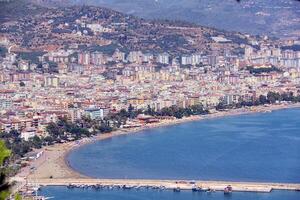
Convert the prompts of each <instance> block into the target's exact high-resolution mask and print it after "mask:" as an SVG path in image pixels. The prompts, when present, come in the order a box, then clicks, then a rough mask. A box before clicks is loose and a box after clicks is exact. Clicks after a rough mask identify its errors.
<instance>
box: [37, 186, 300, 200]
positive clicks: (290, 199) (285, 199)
mask: <svg viewBox="0 0 300 200" xmlns="http://www.w3.org/2000/svg"><path fill="white" fill-rule="evenodd" d="M40 193H41V194H42V195H45V196H46V197H54V199H55V200H66V199H72V200H82V199H84V200H94V199H104V200H196V199H202V200H299V199H300V192H286V191H273V192H272V193H270V194H269V193H247V192H236V193H232V194H231V195H224V194H223V193H222V192H214V193H210V194H209V193H206V192H192V191H181V192H172V191H157V190H99V191H96V190H92V189H88V190H84V189H67V188H66V187H45V188H42V190H41V192H40Z"/></svg>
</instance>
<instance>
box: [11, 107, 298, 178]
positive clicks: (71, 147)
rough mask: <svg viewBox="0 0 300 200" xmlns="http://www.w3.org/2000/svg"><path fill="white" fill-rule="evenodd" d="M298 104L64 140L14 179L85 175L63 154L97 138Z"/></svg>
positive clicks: (67, 154) (240, 110)
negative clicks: (78, 139) (188, 122)
mask: <svg viewBox="0 0 300 200" xmlns="http://www.w3.org/2000/svg"><path fill="white" fill-rule="evenodd" d="M299 107H300V103H297V104H280V105H268V106H257V107H252V108H241V109H234V110H228V111H223V112H216V113H212V114H208V115H204V116H191V117H187V118H183V119H174V120H162V121H160V122H158V123H156V124H149V125H145V126H143V127H140V128H131V129H120V130H117V131H114V132H112V133H107V134H99V135H97V136H94V137H92V138H83V139H81V140H79V141H74V142H68V143H64V144H55V145H53V146H47V147H43V148H42V149H40V150H38V151H43V154H42V156H41V157H40V158H38V159H36V160H34V161H31V163H30V165H29V166H27V167H25V168H22V169H21V171H20V173H19V174H17V176H16V177H15V178H23V179H35V180H38V179H49V178H52V179H64V178H88V177H86V176H84V175H82V174H80V173H79V172H76V171H75V170H73V169H72V168H71V167H70V166H69V164H68V163H67V160H66V156H67V155H68V153H69V152H70V151H72V150H74V149H76V148H79V147H81V146H83V145H86V144H90V143H93V142H95V141H99V140H105V139H109V138H112V137H116V136H120V135H129V134H135V133H138V132H141V131H142V130H147V129H149V128H157V127H163V126H169V125H176V124H180V123H185V122H191V121H198V120H203V119H214V118H220V117H226V116H235V115H243V114H251V113H259V112H270V111H274V110H280V109H290V108H299Z"/></svg>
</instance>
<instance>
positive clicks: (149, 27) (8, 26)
mask: <svg viewBox="0 0 300 200" xmlns="http://www.w3.org/2000/svg"><path fill="white" fill-rule="evenodd" d="M35 2H36V1H35ZM47 2H49V1H47ZM41 4H44V1H43V2H39V4H32V3H31V1H26V0H17V1H13V2H10V3H6V4H3V3H2V5H1V6H2V8H4V12H1V13H0V20H1V22H2V23H1V25H0V36H1V35H2V36H5V37H7V38H9V40H10V41H11V42H12V43H14V44H16V45H17V46H19V47H20V48H23V49H27V50H28V49H29V50H30V49H31V50H49V49H53V48H54V49H55V48H64V47H67V46H72V45H74V44H75V45H79V47H82V48H92V49H97V48H99V47H100V46H105V45H106V46H107V45H113V46H114V47H117V48H122V49H124V50H142V51H156V52H165V51H167V52H169V53H172V54H177V53H178V54H179V53H180V54H182V53H191V52H203V51H230V50H232V51H235V50H238V49H239V47H240V45H241V44H248V43H249V40H253V37H249V36H245V35H243V34H241V33H238V32H228V31H220V30H217V29H214V28H208V27H203V26H196V25H191V24H188V23H184V22H177V21H161V20H159V21H157V20H155V21H153V20H152V21H151V20H144V19H140V18H138V17H134V16H132V15H128V14H122V13H120V12H118V11H114V10H111V9H107V8H102V7H95V6H68V7H64V6H54V7H53V4H52V7H45V6H41Z"/></svg>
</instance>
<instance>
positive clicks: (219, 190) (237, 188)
mask: <svg viewBox="0 0 300 200" xmlns="http://www.w3.org/2000/svg"><path fill="white" fill-rule="evenodd" d="M28 182H29V184H32V185H36V184H38V185H40V186H68V185H71V184H72V185H77V186H83V185H84V186H93V185H102V186H124V185H126V186H128V187H137V186H140V187H141V186H144V187H145V186H147V187H162V186H163V187H165V188H166V189H175V188H180V189H181V190H192V189H193V188H194V187H201V188H210V189H212V190H216V191H223V190H224V188H225V187H227V186H228V185H231V186H232V190H233V191H238V192H271V191H272V190H292V191H300V184H292V183H255V182H231V181H190V180H137V179H136V180H135V179H134V180H133V179H89V178H83V179H78V178H77V179H36V180H34V179H31V180H28Z"/></svg>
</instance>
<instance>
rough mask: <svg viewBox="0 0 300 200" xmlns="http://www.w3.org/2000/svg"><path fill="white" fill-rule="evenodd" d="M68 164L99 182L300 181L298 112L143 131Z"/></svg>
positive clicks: (106, 143)
mask: <svg viewBox="0 0 300 200" xmlns="http://www.w3.org/2000/svg"><path fill="white" fill-rule="evenodd" d="M67 160H68V162H69V164H70V165H71V166H72V167H73V168H74V169H75V170H77V171H79V172H81V173H82V174H85V175H88V176H91V177H98V178H146V179H191V180H197V179H201V180H233V181H263V182H291V183H300V109H286V110H280V111H274V112H272V113H258V114H250V115H240V116H232V117H224V118H219V119H208V120H202V121H197V122H189V123H184V124H180V125H174V126H168V127H160V128H155V129H151V130H145V131H142V132H141V133H139V134H135V135H127V136H119V137H114V138H111V139H108V140H103V141H97V142H95V143H93V144H89V145H86V146H83V147H81V148H79V149H76V150H74V151H73V152H71V153H70V154H69V156H68V158H67ZM130 195H131V194H130ZM132 195H134V194H132ZM179 199H180V198H179ZM299 199H300V198H299Z"/></svg>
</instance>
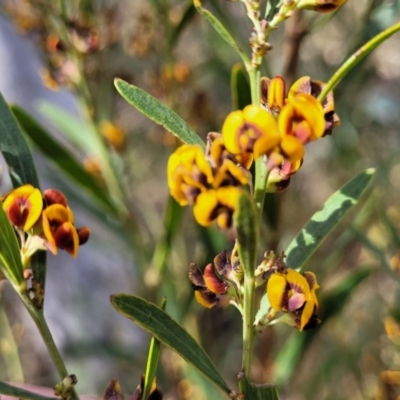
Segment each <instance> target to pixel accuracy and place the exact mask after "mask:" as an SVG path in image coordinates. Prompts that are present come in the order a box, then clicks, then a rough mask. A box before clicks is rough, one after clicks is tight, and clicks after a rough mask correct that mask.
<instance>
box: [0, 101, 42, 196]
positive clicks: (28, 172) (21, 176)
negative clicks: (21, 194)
mask: <svg viewBox="0 0 400 400" xmlns="http://www.w3.org/2000/svg"><path fill="white" fill-rule="evenodd" d="M0 132H1V140H0V149H1V152H2V153H3V156H4V159H5V160H6V163H7V165H8V170H9V173H10V178H11V182H12V184H13V186H14V187H18V186H22V185H24V184H26V183H30V184H31V185H32V186H34V187H36V188H38V187H39V179H38V176H37V173H36V167H35V164H34V162H33V157H32V154H31V152H30V150H29V147H28V145H27V143H26V141H25V138H24V136H23V134H22V131H21V129H20V127H19V126H18V123H17V121H16V120H15V118H14V115H13V114H12V112H11V110H10V108H9V106H8V104H7V103H6V101H5V100H4V97H3V96H2V95H1V94H0Z"/></svg>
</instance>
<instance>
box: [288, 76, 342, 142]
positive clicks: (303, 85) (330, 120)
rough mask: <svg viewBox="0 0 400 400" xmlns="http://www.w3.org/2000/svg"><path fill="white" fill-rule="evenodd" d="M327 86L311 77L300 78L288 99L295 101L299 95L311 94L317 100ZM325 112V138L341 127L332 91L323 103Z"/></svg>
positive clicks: (291, 92) (288, 96)
mask: <svg viewBox="0 0 400 400" xmlns="http://www.w3.org/2000/svg"><path fill="white" fill-rule="evenodd" d="M325 85H326V84H325V83H324V82H321V81H312V80H311V78H310V77H309V76H303V77H301V78H299V79H298V80H297V81H296V82H295V83H294V84H293V85H292V86H291V88H290V90H289V93H288V98H289V99H291V100H293V99H294V97H295V96H296V95H297V94H299V93H306V94H310V95H311V96H313V97H315V98H317V97H318V96H319V94H320V93H321V91H322V90H323V88H324V86H325ZM322 108H323V110H324V118H325V130H324V133H323V136H326V135H330V134H332V131H333V128H335V127H336V126H339V125H340V119H339V117H338V115H337V114H336V113H335V101H334V98H333V91H330V92H329V93H328V94H327V96H326V97H325V99H324V100H323V101H322Z"/></svg>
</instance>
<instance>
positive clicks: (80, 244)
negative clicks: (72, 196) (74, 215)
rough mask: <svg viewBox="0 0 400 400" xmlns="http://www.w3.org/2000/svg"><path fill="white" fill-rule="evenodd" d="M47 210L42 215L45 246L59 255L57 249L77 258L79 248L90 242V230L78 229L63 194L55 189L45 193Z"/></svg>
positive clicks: (47, 191) (46, 207) (47, 190)
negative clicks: (76, 256)
mask: <svg viewBox="0 0 400 400" xmlns="http://www.w3.org/2000/svg"><path fill="white" fill-rule="evenodd" d="M43 199H44V203H45V205H46V208H45V209H44V210H43V213H42V230H43V232H42V234H41V235H42V236H44V237H45V246H46V247H47V248H48V249H49V250H50V251H51V252H52V253H53V254H57V248H60V249H62V250H65V251H66V252H67V253H69V254H70V255H71V256H72V257H74V258H76V255H77V253H78V248H79V246H81V245H83V244H85V243H86V242H87V241H88V240H89V236H90V229H89V228H87V227H83V228H78V229H77V228H76V227H75V225H74V214H73V212H72V210H71V209H70V208H69V206H68V202H67V199H66V197H65V196H64V194H63V193H61V192H60V191H58V190H55V189H47V190H45V191H44V192H43Z"/></svg>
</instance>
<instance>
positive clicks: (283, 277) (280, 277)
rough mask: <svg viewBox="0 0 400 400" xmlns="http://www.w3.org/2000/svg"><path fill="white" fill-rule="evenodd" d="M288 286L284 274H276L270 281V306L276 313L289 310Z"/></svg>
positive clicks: (267, 290) (268, 293)
mask: <svg viewBox="0 0 400 400" xmlns="http://www.w3.org/2000/svg"><path fill="white" fill-rule="evenodd" d="M288 290H289V287H288V284H287V281H286V278H285V275H284V274H281V273H280V272H275V273H274V274H272V275H271V277H270V278H269V279H268V283H267V297H268V301H269V304H270V305H271V307H272V308H273V309H274V310H275V311H281V310H283V309H287V300H288V297H287V296H288Z"/></svg>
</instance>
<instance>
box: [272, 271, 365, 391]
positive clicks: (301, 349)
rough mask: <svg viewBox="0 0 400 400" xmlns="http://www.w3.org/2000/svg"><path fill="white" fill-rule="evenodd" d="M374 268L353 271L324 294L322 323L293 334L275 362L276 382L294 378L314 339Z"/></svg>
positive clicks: (281, 381)
mask: <svg viewBox="0 0 400 400" xmlns="http://www.w3.org/2000/svg"><path fill="white" fill-rule="evenodd" d="M372 271H373V268H371V267H364V268H360V269H357V270H355V271H353V272H352V273H351V274H350V275H349V276H348V277H346V278H344V279H343V280H342V281H341V282H340V283H339V284H338V285H337V286H335V287H334V288H332V289H331V290H329V292H326V293H323V295H322V296H321V298H320V304H321V306H320V310H319V311H318V316H319V317H320V318H321V321H322V323H321V324H320V325H318V326H317V327H316V328H314V329H311V330H309V331H305V332H293V334H292V335H291V336H290V338H289V340H287V341H286V344H285V346H284V347H283V349H282V351H281V352H280V353H279V355H278V357H277V359H276V361H275V368H274V371H275V374H274V382H276V384H277V385H278V386H280V385H284V384H285V383H286V382H287V381H288V380H289V379H290V377H291V376H292V374H293V373H294V371H296V368H297V366H298V364H299V362H300V361H301V358H302V357H303V354H304V353H305V352H306V350H307V348H308V347H309V345H310V344H311V343H312V341H313V339H314V337H315V336H316V335H317V333H318V332H319V331H320V329H321V328H323V326H324V323H325V322H326V321H327V320H328V319H330V318H333V317H334V316H336V315H338V314H339V313H340V312H341V310H342V309H343V307H344V306H345V304H346V303H347V301H348V299H349V298H350V296H351V295H352V293H354V291H355V289H356V288H357V287H358V286H359V285H360V284H361V283H362V282H363V281H364V280H365V279H366V278H367V277H368V276H369V275H370V274H371V272H372Z"/></svg>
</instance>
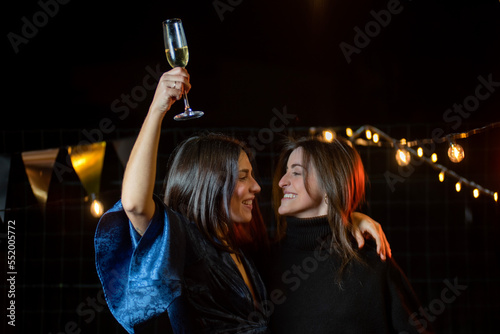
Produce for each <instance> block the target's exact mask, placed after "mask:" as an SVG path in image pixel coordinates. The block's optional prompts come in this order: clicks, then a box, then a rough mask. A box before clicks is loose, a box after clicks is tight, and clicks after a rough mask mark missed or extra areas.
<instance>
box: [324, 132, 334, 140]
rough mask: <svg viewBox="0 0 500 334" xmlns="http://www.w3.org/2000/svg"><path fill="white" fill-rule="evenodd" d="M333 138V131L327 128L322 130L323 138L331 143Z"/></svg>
mask: <svg viewBox="0 0 500 334" xmlns="http://www.w3.org/2000/svg"><path fill="white" fill-rule="evenodd" d="M333 138H334V135H333V132H331V131H329V130H326V131H323V139H324V140H325V141H327V142H329V143H331V142H332V141H333Z"/></svg>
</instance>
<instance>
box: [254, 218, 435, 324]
mask: <svg viewBox="0 0 500 334" xmlns="http://www.w3.org/2000/svg"><path fill="white" fill-rule="evenodd" d="M287 225H288V227H287V233H286V237H285V238H284V239H283V240H282V241H281V243H280V244H278V245H276V246H275V247H274V248H273V251H272V257H269V258H268V264H269V266H268V267H267V270H266V269H264V270H263V277H264V279H265V280H266V281H267V285H268V293H269V300H268V302H269V304H270V305H271V310H272V311H273V312H272V314H271V331H272V333H287V334H293V333H300V334H304V333H318V334H321V333H342V334H347V333H355V334H360V333H398V334H402V333H428V331H429V330H430V329H429V327H430V323H429V322H428V321H427V320H426V319H425V317H424V315H422V313H423V312H421V310H422V309H419V307H420V305H419V303H418V301H417V298H416V297H415V294H414V293H413V290H412V288H411V286H410V284H409V282H408V280H407V278H406V277H405V275H404V274H403V272H402V271H401V269H400V268H399V267H398V265H397V264H396V263H395V262H394V260H393V259H388V260H386V261H385V262H384V261H382V260H380V258H379V256H378V254H377V252H376V248H375V245H373V244H371V243H366V244H365V246H364V247H363V249H362V250H359V251H358V254H359V255H360V257H361V259H362V261H361V262H360V261H356V260H353V261H351V262H350V264H349V265H348V266H347V268H346V269H345V271H344V274H343V276H342V278H341V282H340V284H339V280H338V268H339V266H340V259H339V256H338V255H337V254H336V253H335V252H333V251H332V252H329V251H328V249H330V248H329V244H330V241H331V239H329V238H328V237H329V236H331V230H330V227H329V225H328V221H327V219H326V217H319V218H311V219H296V218H288V219H287ZM353 242H354V241H353ZM336 279H337V280H336Z"/></svg>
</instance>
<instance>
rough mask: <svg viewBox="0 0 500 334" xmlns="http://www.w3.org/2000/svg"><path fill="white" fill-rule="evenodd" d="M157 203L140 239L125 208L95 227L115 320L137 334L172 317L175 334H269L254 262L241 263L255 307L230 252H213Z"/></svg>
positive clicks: (264, 295)
mask: <svg viewBox="0 0 500 334" xmlns="http://www.w3.org/2000/svg"><path fill="white" fill-rule="evenodd" d="M155 202H156V212H155V215H154V217H153V219H152V221H151V222H150V225H149V227H148V229H147V230H146V231H145V233H144V235H143V236H142V237H141V236H140V235H139V234H138V233H137V232H136V231H135V229H134V228H133V227H132V224H131V223H130V222H129V220H128V217H127V216H126V214H125V212H124V210H123V207H122V205H121V202H118V203H117V204H115V206H114V207H113V208H112V209H110V210H109V211H108V212H106V214H104V215H103V217H102V218H101V220H100V222H99V225H98V226H97V230H96V234H95V250H96V267H97V273H98V275H99V279H100V280H101V283H102V286H103V290H104V294H105V297H106V301H107V303H108V306H109V309H110V310H111V312H112V314H113V315H114V317H115V318H116V319H117V320H118V322H119V323H120V324H121V325H122V326H123V327H124V328H125V329H126V330H127V331H128V332H129V333H138V332H140V330H141V329H143V328H144V327H146V326H147V325H148V323H151V322H153V321H154V320H155V319H156V318H158V317H160V316H164V315H165V313H167V314H168V317H169V319H170V323H171V326H172V329H173V332H174V333H267V330H268V329H267V328H268V326H267V325H268V316H267V315H268V314H269V312H268V310H266V303H265V302H263V301H264V300H265V296H266V290H265V287H264V285H263V283H262V280H261V278H260V276H259V274H258V272H257V270H256V268H255V266H254V264H253V263H252V262H251V261H250V260H249V259H248V258H247V257H245V256H243V257H242V262H243V264H244V266H245V268H246V270H247V274H248V276H249V278H250V279H251V281H252V283H253V287H254V291H255V294H256V299H257V300H256V301H255V303H254V300H253V298H252V294H251V293H250V291H249V289H248V287H247V285H246V284H245V282H244V280H243V278H242V277H241V274H240V273H239V270H238V268H237V267H236V265H235V263H234V261H233V260H232V258H231V256H230V254H229V253H227V252H224V251H221V250H219V249H217V248H216V247H214V245H213V244H211V243H210V242H209V241H208V240H207V239H206V238H205V237H204V236H203V235H202V234H201V232H200V231H199V229H198V228H197V227H196V225H195V224H194V223H192V222H189V221H187V220H186V219H185V218H184V217H183V216H181V215H180V214H178V213H176V212H174V211H172V210H171V209H169V208H168V207H167V206H165V205H164V204H163V202H162V201H160V200H159V199H157V198H155ZM256 305H257V306H256Z"/></svg>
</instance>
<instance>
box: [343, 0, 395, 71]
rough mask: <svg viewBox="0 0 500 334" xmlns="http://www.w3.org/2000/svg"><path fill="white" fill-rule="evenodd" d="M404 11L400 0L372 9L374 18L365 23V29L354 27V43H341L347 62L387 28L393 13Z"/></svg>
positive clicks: (350, 61) (390, 0) (389, 1)
mask: <svg viewBox="0 0 500 334" xmlns="http://www.w3.org/2000/svg"><path fill="white" fill-rule="evenodd" d="M402 11H403V6H402V5H401V3H400V2H399V0H389V2H388V3H387V9H381V10H380V11H378V12H376V11H374V10H371V11H370V15H371V16H372V17H373V20H371V21H369V22H368V23H366V24H365V27H364V31H363V30H361V28H359V27H358V26H355V27H354V31H355V32H356V35H355V36H354V41H353V42H354V45H351V44H349V43H346V42H341V43H340V44H339V47H340V50H342V53H343V54H344V57H345V60H346V61H347V63H348V64H350V63H351V61H352V58H351V57H352V55H353V54H354V53H356V54H359V53H361V50H362V49H364V48H366V47H367V46H368V45H369V44H370V42H371V38H375V37H377V36H378V35H379V34H380V33H381V31H382V28H386V27H387V26H388V25H389V24H390V23H391V20H392V17H393V15H397V14H400V13H401V12H402Z"/></svg>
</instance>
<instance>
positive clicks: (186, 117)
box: [163, 19, 204, 121]
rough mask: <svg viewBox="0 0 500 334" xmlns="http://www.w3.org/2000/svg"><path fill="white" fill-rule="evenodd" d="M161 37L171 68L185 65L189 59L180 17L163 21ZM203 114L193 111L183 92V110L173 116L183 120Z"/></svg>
mask: <svg viewBox="0 0 500 334" xmlns="http://www.w3.org/2000/svg"><path fill="white" fill-rule="evenodd" d="M163 38H164V40H165V54H166V55H167V60H168V63H169V64H170V66H172V68H174V67H186V65H187V63H188V60H189V50H188V47H187V41H186V35H185V34H184V27H183V26H182V21H181V19H169V20H166V21H164V22H163ZM203 115H204V112H203V111H193V110H192V109H191V107H190V106H189V102H188V99H187V94H186V92H184V112H183V113H181V114H178V115H176V116H175V117H174V119H175V120H176V121H185V120H188V119H193V118H198V117H201V116H203Z"/></svg>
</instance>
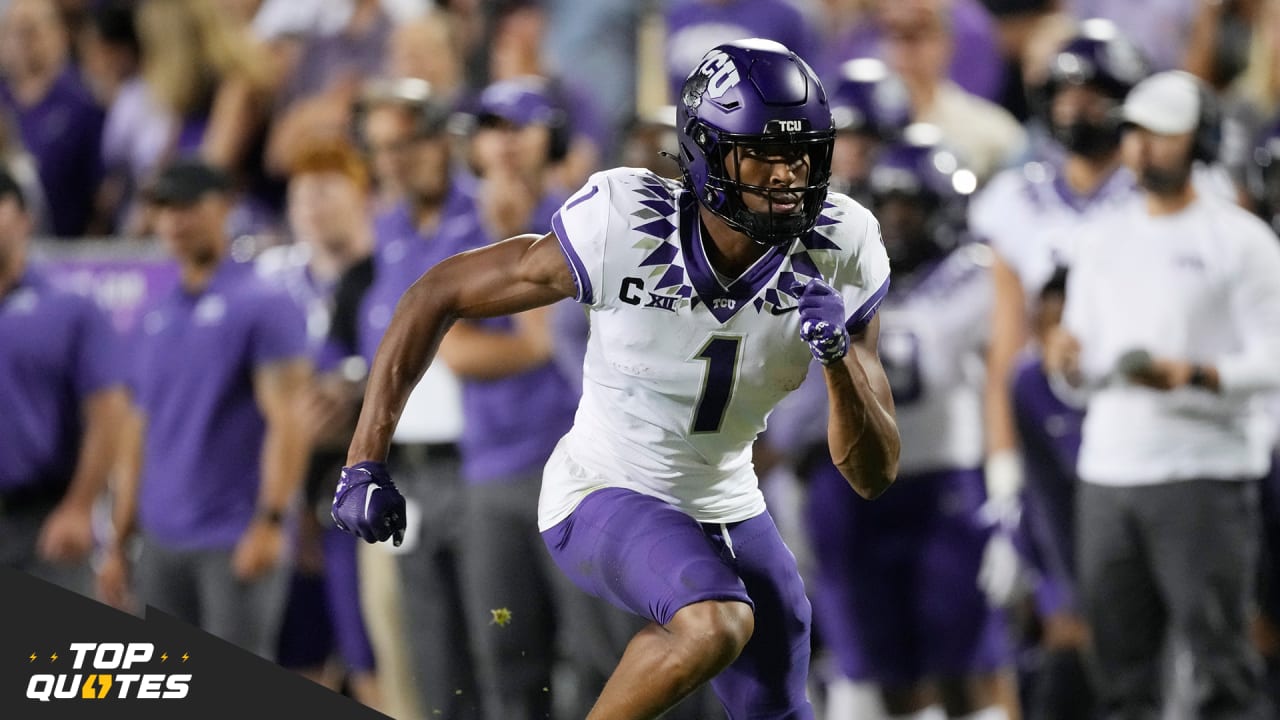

### TASK STATEMENT
Express the stretch of data from the line containing "37L171 68L185 65L189" through the end of the data as a JSON list of strings, one string per line, skipping blank lines and leaving out the pictures.

### WRITTEN ANSWER
[
  "rough mask: <svg viewBox=\"0 0 500 334\" xmlns=\"http://www.w3.org/2000/svg\"><path fill=\"white\" fill-rule=\"evenodd\" d=\"M161 37L171 68L185 65L189 59L180 17L163 21ZM203 114L193 111L183 92V110L173 116L183 120Z\"/></svg>",
  "mask: <svg viewBox=\"0 0 500 334\" xmlns=\"http://www.w3.org/2000/svg\"><path fill=\"white\" fill-rule=\"evenodd\" d=\"M163 38H164V40H165V54H166V55H167V60H168V63H169V64H170V66H172V68H174V67H186V65H187V63H188V60H189V50H188V47H187V41H186V35H185V34H184V27H183V26H182V21H181V19H169V20H166V21H164V22H163ZM203 115H204V112H203V111H193V110H192V109H191V107H190V106H189V102H188V99H187V94H186V92H184V112H183V113H181V114H178V115H176V116H175V117H174V119H175V120H176V121H185V120H188V119H193V118H198V117H201V116H203Z\"/></svg>",
  "</instance>"
]